→ WRITTEN INSTRUCTION: Please shift the pixel coordinates in the answers below by adding 79 to every number, and reproduce all lines of the items, requests included.

┌──

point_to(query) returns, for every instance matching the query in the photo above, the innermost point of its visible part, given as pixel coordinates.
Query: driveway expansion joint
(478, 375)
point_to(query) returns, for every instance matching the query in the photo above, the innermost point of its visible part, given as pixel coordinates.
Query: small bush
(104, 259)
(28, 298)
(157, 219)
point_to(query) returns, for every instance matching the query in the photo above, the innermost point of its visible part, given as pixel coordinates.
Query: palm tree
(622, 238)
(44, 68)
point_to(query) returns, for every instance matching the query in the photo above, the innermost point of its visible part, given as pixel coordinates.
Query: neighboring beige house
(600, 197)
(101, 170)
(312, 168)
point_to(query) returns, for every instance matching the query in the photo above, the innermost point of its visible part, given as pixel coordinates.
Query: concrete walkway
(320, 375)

└──

→ SOLUTION TO THIS EXERCISE:
point_to(query) returns, for every instance matching the query in the photo above, the innermost point of its visible part, given as pixel coordinates.
Query: driveway expansion joint
(557, 454)
point_to(query) returns, for every instance matching the query in the photo above, the innermost point of its visible part, given as pixel coordinates.
Query: small bush
(183, 338)
(107, 377)
(236, 298)
point_to(query) returns, for every instance matching the query in the photo above, the innermost point of its visible part, given as pixel coordinates.
Query: palm tree
(701, 317)
(123, 147)
point_to(query) returns, for every instance matching the query in the photo above, the innermost point of its visible part, given as pixel coordinates.
Query: neighboring beige house
(679, 276)
(180, 249)
(391, 247)
point_to(query) returns, for every instance matching the query in the photo above, the innermost point of its visible part, given as pixel coordinates.
Query: concrete walkway
(399, 454)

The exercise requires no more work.